_To do_
Find all lines in the listing that include the word "short", then copy them.

======== Data extract ========

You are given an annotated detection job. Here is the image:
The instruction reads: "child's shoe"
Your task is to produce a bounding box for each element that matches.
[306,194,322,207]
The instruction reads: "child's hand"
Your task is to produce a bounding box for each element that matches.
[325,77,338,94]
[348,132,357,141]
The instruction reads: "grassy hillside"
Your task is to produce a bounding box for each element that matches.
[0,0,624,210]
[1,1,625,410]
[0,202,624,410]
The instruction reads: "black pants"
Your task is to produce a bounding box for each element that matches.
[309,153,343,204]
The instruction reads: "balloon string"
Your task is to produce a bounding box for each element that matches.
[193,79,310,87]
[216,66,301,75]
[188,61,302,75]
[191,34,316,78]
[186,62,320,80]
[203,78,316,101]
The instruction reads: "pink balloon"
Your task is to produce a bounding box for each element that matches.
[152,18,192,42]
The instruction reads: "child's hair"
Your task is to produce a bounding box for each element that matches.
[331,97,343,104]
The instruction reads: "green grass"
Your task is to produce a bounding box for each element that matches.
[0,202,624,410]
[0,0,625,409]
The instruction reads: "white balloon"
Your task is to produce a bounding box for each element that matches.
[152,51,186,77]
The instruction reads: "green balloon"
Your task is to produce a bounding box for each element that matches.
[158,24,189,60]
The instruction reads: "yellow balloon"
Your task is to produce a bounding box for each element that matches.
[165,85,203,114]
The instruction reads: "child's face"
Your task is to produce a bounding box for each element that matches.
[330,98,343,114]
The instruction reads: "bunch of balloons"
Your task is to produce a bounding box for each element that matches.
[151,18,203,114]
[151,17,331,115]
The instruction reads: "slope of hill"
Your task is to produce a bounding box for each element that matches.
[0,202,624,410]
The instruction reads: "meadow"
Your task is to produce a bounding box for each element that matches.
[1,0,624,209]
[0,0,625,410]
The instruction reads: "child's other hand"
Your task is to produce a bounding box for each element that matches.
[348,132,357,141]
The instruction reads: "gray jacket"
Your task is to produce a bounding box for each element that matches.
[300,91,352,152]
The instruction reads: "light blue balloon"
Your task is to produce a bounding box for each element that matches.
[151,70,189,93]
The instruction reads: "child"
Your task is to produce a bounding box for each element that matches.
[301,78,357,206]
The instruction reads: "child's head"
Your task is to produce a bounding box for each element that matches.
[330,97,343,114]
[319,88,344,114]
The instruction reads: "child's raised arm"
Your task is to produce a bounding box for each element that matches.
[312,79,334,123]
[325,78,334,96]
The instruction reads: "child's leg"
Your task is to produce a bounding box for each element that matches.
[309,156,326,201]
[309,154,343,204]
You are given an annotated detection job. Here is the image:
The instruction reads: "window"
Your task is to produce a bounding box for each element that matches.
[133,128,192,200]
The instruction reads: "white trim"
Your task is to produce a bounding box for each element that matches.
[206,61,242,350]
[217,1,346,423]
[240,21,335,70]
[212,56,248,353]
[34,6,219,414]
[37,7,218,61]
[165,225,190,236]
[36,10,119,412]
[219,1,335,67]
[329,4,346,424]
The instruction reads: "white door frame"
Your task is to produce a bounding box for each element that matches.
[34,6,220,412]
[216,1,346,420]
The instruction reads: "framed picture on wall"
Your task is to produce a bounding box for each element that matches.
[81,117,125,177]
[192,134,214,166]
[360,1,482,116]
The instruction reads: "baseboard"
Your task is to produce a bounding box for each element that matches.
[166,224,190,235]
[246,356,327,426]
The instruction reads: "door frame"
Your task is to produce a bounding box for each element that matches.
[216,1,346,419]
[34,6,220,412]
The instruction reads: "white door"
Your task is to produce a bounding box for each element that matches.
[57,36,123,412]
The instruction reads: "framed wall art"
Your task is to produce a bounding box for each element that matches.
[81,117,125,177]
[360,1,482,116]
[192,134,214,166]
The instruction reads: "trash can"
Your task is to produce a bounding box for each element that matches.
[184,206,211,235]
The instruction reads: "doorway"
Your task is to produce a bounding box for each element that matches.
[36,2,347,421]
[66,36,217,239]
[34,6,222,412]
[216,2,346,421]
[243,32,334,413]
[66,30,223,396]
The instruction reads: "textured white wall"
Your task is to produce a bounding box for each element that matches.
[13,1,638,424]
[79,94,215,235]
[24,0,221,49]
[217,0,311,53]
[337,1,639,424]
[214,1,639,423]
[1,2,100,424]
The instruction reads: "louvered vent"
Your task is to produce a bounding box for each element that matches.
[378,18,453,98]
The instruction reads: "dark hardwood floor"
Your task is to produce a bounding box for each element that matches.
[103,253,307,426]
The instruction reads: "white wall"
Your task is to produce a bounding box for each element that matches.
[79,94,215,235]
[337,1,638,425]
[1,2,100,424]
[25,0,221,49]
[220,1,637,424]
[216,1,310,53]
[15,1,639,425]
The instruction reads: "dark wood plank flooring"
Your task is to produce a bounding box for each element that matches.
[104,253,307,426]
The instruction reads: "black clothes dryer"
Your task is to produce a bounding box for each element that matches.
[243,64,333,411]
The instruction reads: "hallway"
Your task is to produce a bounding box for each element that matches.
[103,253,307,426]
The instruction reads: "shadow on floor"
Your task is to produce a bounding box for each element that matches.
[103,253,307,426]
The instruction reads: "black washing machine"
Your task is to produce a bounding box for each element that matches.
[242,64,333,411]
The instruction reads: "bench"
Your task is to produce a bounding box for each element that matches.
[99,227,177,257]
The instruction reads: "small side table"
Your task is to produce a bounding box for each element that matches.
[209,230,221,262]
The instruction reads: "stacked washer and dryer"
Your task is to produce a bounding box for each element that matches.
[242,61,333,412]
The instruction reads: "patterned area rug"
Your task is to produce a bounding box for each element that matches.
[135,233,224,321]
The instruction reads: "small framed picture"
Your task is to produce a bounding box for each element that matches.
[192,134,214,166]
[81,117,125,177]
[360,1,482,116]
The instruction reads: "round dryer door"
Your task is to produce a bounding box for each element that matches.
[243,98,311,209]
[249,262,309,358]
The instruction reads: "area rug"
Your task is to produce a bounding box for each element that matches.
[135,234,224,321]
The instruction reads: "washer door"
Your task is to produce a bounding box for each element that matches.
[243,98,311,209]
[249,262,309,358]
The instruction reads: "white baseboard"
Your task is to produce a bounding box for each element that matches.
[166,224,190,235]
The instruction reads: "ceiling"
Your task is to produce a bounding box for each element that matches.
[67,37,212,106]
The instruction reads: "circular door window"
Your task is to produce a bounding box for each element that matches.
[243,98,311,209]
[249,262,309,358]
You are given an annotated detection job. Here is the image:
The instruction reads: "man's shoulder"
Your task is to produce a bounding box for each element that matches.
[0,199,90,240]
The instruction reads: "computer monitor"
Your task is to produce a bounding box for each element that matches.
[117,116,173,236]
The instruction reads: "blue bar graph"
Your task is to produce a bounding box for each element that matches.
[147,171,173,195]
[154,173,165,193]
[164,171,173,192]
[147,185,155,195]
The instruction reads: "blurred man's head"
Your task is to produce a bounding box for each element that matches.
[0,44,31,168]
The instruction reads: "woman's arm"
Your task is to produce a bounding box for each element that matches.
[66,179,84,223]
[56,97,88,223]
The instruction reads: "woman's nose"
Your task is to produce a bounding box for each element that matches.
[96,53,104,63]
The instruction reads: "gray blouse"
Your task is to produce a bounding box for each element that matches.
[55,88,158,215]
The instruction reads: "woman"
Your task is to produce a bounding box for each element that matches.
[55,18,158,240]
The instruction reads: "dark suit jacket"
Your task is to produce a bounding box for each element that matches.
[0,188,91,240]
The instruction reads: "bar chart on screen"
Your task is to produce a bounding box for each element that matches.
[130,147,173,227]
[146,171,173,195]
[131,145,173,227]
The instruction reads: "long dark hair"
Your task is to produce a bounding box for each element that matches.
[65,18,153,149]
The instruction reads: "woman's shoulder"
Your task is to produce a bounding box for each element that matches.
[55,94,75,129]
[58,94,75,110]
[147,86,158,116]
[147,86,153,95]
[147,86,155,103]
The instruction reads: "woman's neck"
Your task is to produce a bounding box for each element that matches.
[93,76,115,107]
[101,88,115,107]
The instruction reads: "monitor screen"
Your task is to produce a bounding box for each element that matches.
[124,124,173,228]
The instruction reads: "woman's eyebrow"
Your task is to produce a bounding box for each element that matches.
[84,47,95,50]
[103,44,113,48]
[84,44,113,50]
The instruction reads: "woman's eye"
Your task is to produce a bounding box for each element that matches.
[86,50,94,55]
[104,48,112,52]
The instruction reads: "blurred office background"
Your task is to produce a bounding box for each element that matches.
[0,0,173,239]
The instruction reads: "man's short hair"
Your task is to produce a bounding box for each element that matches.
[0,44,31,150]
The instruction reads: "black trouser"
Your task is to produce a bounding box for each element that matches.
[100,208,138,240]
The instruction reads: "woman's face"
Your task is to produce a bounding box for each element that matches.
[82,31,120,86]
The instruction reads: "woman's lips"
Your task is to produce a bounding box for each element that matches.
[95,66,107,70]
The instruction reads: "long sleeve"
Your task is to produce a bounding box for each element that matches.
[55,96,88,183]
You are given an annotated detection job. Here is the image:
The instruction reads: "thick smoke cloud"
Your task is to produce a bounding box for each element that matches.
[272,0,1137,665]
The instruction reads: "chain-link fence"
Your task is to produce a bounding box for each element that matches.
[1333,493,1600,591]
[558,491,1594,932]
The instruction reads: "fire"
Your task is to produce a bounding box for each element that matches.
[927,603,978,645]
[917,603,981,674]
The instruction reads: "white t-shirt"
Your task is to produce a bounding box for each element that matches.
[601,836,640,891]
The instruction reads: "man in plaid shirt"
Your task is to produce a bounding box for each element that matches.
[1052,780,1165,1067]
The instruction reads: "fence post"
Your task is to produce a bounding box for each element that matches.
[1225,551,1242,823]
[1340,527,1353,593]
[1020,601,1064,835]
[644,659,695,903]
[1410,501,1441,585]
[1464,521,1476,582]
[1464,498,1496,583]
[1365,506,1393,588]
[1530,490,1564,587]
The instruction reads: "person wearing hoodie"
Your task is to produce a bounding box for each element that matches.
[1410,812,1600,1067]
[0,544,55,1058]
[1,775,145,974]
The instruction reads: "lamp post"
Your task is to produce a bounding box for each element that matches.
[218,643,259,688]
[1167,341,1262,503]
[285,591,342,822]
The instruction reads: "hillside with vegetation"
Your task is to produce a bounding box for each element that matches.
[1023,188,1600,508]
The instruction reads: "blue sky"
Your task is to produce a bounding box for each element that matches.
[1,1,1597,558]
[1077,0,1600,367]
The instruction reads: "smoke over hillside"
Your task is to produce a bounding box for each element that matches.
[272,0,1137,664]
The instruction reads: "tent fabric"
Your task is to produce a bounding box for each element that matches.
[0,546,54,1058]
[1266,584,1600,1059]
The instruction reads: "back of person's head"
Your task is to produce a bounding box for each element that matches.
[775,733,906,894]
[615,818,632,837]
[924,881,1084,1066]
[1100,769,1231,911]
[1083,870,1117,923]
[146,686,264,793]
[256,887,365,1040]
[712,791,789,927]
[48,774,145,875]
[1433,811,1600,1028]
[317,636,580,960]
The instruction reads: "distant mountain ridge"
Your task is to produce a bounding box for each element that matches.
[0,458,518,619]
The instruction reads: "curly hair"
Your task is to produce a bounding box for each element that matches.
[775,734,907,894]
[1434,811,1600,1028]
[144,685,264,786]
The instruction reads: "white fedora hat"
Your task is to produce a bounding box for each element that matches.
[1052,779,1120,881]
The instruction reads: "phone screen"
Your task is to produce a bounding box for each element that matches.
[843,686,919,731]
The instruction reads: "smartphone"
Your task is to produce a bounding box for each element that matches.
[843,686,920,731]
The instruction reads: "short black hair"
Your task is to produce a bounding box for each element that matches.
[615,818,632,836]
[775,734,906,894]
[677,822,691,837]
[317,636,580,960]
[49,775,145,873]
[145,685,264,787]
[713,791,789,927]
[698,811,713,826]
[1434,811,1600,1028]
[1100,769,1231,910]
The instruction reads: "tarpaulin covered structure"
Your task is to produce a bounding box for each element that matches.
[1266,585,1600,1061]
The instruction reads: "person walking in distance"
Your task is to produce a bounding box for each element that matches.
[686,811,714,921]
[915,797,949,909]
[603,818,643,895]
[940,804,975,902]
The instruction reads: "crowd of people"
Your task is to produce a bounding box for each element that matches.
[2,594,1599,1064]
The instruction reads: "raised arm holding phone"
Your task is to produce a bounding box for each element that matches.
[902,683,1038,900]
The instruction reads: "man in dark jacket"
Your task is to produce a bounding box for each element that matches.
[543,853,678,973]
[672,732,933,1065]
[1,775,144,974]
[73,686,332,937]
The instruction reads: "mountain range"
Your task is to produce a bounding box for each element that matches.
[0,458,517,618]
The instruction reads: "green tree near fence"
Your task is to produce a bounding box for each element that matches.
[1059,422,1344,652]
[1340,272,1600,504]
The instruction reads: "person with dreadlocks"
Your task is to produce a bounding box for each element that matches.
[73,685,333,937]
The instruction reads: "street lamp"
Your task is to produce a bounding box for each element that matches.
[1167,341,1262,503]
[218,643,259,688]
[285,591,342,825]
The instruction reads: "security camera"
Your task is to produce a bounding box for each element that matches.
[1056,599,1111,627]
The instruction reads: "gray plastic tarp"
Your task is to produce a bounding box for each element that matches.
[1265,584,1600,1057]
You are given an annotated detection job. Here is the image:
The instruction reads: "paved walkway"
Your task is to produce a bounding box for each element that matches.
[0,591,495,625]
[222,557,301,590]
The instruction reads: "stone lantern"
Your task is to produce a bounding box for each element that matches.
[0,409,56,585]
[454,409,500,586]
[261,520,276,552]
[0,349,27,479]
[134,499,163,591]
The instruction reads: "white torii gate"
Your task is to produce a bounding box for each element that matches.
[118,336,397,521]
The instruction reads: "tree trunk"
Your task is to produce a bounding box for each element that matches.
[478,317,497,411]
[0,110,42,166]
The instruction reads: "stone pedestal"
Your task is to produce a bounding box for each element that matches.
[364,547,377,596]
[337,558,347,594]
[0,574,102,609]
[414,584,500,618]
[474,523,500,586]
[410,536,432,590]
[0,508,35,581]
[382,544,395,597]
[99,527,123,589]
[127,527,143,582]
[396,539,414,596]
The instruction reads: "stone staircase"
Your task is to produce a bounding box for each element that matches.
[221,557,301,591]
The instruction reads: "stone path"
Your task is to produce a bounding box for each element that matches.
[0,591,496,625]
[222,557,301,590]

========

_Output of the exercise_
The instruction reads: "man's short hair"
The instruction reads: "short black hair"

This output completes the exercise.